═══ Фрагмент текста ═══

Если роли нужна «визитная карточка», то эта метафорическая сценка, вызвавшая среди прочего – смешно сказать! – нарекания в мистицизме, заявляла фигуру Анны Андреевны как одну из главных. Виктор Шкловский язвительно назовет свою статью о «Ревизоре» – «Пятнадцать порций городничихи». «Она мимирует на всех блюдечках. Остальные реагируют на нее жестами и нечленораздельными воплями… Переодевание, танцы, пение, слезы – все это есть у городничихи. Одним словом, это она написала “Юрия Милославского”»[70].
Режиссер разделял участь Брюно: он хотел целый мир призвать в свидетели прелестей и таланта своей жены. Это вызовет вокруг «Ревизора» столько кривотолков, что партию Анны Андреевны в партитуре спектакля придется потеснить. С ней вместе потеснится и без того сопутствующая, аккомпанирующая партия Марьи Антоновны, которую Мейерхольд будет сокращать и сверх того – дабы отчетливая и виртуозная игра Бабановой не «действовала на нервы» Райх. Трагифарс театра катился к эпилогу.
Эраст Гарин в своей книге «С Мейерхольдом» вспоминает вдохновенную ночную репетицию, где Мастер в один присест – почти в канун премьеры, когда Москва уже была оклеена афишами «Ревизора», – поставил сцену вранья Хлестакова.
Это был апофеоз «столичности» спектакля. Хлестаков помещался на диване, где восседала Анна Андреевна и примостилась Марья Антоновна; к ногам его режиссер придвинул столик: фрукты, вино, хрусталь. У столика расположился вечный спутник Хлестакова – Заезжий офицер, он молчаливо пил. За диваном – слуги, напротив в широком кресле – городничий, а за ним безмебельной толпой – чиновники. «Хрусталь сверкает, прозрачный и синий; тяжелый шелк {94} блестит и переливается; ослепительно черные волосы и ослепительно белая грудь медлительной и важной дамы, – напишет об этой сцене Радлов, – франт, гофмановски-пьяный, романтически-худощавый, сомнамбулическим движением приближает сигару к усталому рту. В серебряный сосуд крошатся куски тяжелой и сочной дыни. Зачарованные вещи, чуть колеблясь, плывут по рукам загипнотизированных слуг. Тяжелые, прекрасные диваны, как слоны из красного дерева, спят пышным и величественным сном»[71].
В это царство истового чинопочитания, где под прелестную музыку романса «В крови горит огонь желанья» творился ритуал бесстыдного обольщения Хлестакова, вносила Марья Антоновна свою ноту. Она непочтительно встревала во «взрослую» беседу завравшегося Хлестакова и раскокетничавшейся маменьки с неуместным и дерзким замечанием: «Ах, маменька, там написано, что это господина Загоскина сочинение» – как всякая барышня, она была более начитанна в журнальной прозе. И тотчас раздавался ее отчаянный визг: Анна Андреевна щипала некстати высунувшуюся дочку.

═══ Исходные данные ═══

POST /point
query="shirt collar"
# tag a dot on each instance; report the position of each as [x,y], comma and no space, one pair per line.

═══

Что нужно сделать:
- a) Воспроизведите без изменений часть фрагмента о «Ревизоре», которая открывается словами «Режиссер разделял участь» и завершается словами «сцену вранья Хлестакова.».
- b) Как, судя по фрагменту о «Ревизоре», Виктор Шкловский назвал свою статью об этом спектакле?
Отвечайте, опираясь только на фрагмент о «Ревизоре».

Ответы к заданиям:
- a)
Режиссер разделял участь Брюно: он хотел целый мир призвать в свидетели прелестей и таланта своей жены. Это вызовет вокруг «Ревизора» столько кривотолков, что партию Анны Андреевны в партитуре спектакля придется потеснить. С ней вместе потеснится и без того сопутствующая, аккомпанирующая партия Марьи Антоновны, которую Мейерхольд будет сокращать и сверх того – дабы отчетливая и виртуозная игра Бабановой не «действовала на нервы» Райх. Трагифарс театра катился к эпилогу.
Эраст Гарин в своей книге «С Мейерхольдом» вспоминает вдохновенную ночную репетицию, где Мастер в один присест – почти в канун премьеры, когда Москва уже была оклеена афишами «Ревизора», – поставил сцену вранья Хлестакова.

- b) «Пятнадцать порций городничихи».